### Textauszug
■ ■ ■ ■

Im März 1944 jedoch besetzen Truppen des Hitler Reiches Ungarn. Das geschah u.a. in der Befürchtung, Ungarn könnte wegen der Aussichtslosigkeit des weiteren Krieges der Achsenmächte ähnlich wie Italien separate Friedensverhandlungen mit den Alliierten aufnehmen.
Adolf Eichmann als Mörder in Ungarn
Sofort, von Anfang April bis Anfang Juli 1944 innerhalb von nur 7 Wochen lassen die Nazis nach persönlicher Planung und Anordnung von Adolf Eichmann vor Ort in Budapest 437 400 Juden deportieren in die von dem NS-Regime errichteten Vernichtungslager, besonders nach Auschwitz. Eichmann war also nicht nur ein Schreibtischtäter! Die letzten 200 000, die in Budapest noch übrig geblieben waren, wurden auf Grund ausländischer Proteste gegen die grausame Judenverfolgung nicht mehr auf die Fahrt in den Tod geschickt. Anfang Juli 1944 nämlich unterband Horthy die weiteren Transporte. Doch am 13. Oktober 1944 wurde Horthy gestürzt und die Macht ging über an die Bewegung der rechtsradikalen Pfeilkreuzler. Diese nahmen die Deportationen der Juden aus dem Budapester Ghetto sofort wieder auf. Der Einmarsch der russischen Soldaten in Auschwitz und anderen Gebieten verhinderte aber die Durchführung der Liquidierungspläne.
Raoul Wallenberg in Ungarn
Im Kontrast hierzu stehen die mutigen Taten des waghalsigen jungen schwedischen Sondergesandten Raoul Wallenberg. Als er in Schweden von der Vernichtung der ungarischen Juden hörte, ließ er sich an die Botschaft nach Budapest versetzen. Dort arbeitete er mit etwa 300 Angestellten zusammen. Sie brachten so viele Menschen wie möglich in angemieteten Häusern im internationalen Teil des Ghettos rund um die Synagoge unter. Und sie versorgten sie medizinisch und mit Nahrungsmitteln.
Rettung
Durch die Ausstellung von schwedischen Schutzbriefen konnte Wallenberg ungefähr 9 000 Juden vor der Vernichtung bewahren. Immer wieder verfolgte er Transporte, um persönlich schon gefangen genommene Menschen den Häschern zu entreißen. Auch andere internationale Helfer waren für die Rettung der in Budapest verbliebenen Juden aktiv, so dass insgesamt durch diese Aktion ca. 22.000 gerettet werden konnten. Vernichtet wurden jedoch innerhalb der Grenzen, die Ungarn von 1941- 45 aufwies, im wesentlichen in der Zeit der deutschen Besatzung 565.000, während 260.000 jüdische Menschen überlebten, weil die sowjetische Armee eintraf.

■ ■ ■ ■

### Zu bearbeitende Aufgaben
a: Nennen Sie alle Zahlen, die der Auszug über die Judenverfolgung in Ungarn 1944 zu jüdischen Menschen angibt, jeweils mit dem, wofür sie stehen.
b: Schreiben Sie den Auszug über die Judenverfolgung in Ungarn 1944 nach seinem letzten Satz um einige Sätze weiter.
Die Daten haben eine andere Herkunft als der Textauszug.

■ ■ ■ ■

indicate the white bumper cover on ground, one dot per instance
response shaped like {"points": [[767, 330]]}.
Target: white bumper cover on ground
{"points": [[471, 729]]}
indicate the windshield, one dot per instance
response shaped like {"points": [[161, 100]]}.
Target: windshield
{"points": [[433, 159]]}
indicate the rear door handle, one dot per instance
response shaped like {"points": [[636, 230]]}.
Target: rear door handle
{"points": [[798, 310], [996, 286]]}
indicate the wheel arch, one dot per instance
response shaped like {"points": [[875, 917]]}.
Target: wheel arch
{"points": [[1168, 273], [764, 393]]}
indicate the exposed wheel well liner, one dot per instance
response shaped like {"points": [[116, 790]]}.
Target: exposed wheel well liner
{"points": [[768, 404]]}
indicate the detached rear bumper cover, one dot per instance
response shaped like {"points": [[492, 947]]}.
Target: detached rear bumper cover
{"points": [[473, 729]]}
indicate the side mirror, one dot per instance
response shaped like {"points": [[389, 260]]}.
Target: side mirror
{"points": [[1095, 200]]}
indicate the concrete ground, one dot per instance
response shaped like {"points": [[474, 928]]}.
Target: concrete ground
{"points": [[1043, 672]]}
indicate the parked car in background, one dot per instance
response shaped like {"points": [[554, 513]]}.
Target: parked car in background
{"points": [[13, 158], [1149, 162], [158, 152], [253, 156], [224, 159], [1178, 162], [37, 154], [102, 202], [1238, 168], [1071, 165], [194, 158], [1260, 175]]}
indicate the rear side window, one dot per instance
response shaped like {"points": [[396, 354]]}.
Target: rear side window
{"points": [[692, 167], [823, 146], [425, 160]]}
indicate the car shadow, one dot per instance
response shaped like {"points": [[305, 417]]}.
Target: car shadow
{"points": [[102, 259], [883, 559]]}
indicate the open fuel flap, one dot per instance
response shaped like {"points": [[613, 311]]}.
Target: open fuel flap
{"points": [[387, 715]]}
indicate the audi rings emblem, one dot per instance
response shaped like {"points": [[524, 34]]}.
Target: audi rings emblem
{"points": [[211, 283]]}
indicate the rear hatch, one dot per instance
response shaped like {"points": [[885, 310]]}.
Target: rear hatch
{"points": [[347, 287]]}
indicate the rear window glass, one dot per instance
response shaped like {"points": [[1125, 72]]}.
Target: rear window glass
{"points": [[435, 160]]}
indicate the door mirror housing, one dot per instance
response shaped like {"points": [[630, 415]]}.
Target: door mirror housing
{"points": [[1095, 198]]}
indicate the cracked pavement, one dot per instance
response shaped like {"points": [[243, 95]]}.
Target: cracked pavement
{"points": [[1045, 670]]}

■ ■ ■ ■

### Ihre Antworten
a:
- 437 400: von Anfang April bis Anfang Juli 1944 in die Vernichtungslager deportiert
- 200 000: in Budapest noch übrig geblieben und nicht mehr deportiert
- ungefähr 9 000: durch Wallenbergs schwedische Schutzbriefe vor der Vernichtung bewahrt
- ca. 22.000: insgesamt durch die Aktion der internationalen Helfer gerettet
- 565.000: innerhalb der Grenzen Ungarns von 1941–45 vernichtet
- 260.000: überlebten, weil die sowjetische Armee eintraf

b:
Das Schicksal von Raoul Wallenberg
Von der auf Budapest vorrückenden Roten Armee wurde er verhaftet. Man brachte ihn in ein KGB Gefängnis in Moskau. Dort wurde er gefangen gehalten. Dann verlieren sich seine Spuren bis heute hin. Vermutlich ließ Stalin ihn ermorden. In der israelischen Gedenkstätte Yad Vashem wird Raoul Wallenberg seit 1963 als „Gerechter unter den Völkern“ geehrt. (Ingrid Carlberg, R. Wallenberg, Die Biographie, München 2019)1987 erhielt Wallenberg die israelische Ehrenbürgerschaft.
Ehrung durch die USA
Außerdem wurde Wallenberg vom Kongress der Vereinigten Staaten die amerikanische Ehrenbürgerschaft verliehen. Den Antrag stellte der Kongressabgeordnete Tom Lantos, dessen Leben Wallenberg gerettet hatte. In seiner Rede, die seine Tochter bei der Gedenkveranstaltung der Vereinten Nationen im Januar 2008 verlas, würdigte Lantos Wallenberg folgendermaßen: „Während der Besetzung durch die Nazis ließ dieser heldenhafte junge Diplomat die Bequemlichkeit und Sicherheit Stockholms hinter sich, um seine Mitmenschen aus der Hölle zu retten, die Budapest während des Krieges war. Er hatte wenig mit ihnen gemein: er war Lutheraner, sie waren Juden; er war Schwede, sie waren Ungarn. Und doch rettete er mit Einfallsreichtum, Mut und Kreativität Zehntausenden von Männern, Frauen und Kindern das Leben, indem er sie unter den Schutz der schwedischen Krone stellte.“(www.yadvashem.org, Die Gerechten unter den Völkern, Ausgewählte Geschichten)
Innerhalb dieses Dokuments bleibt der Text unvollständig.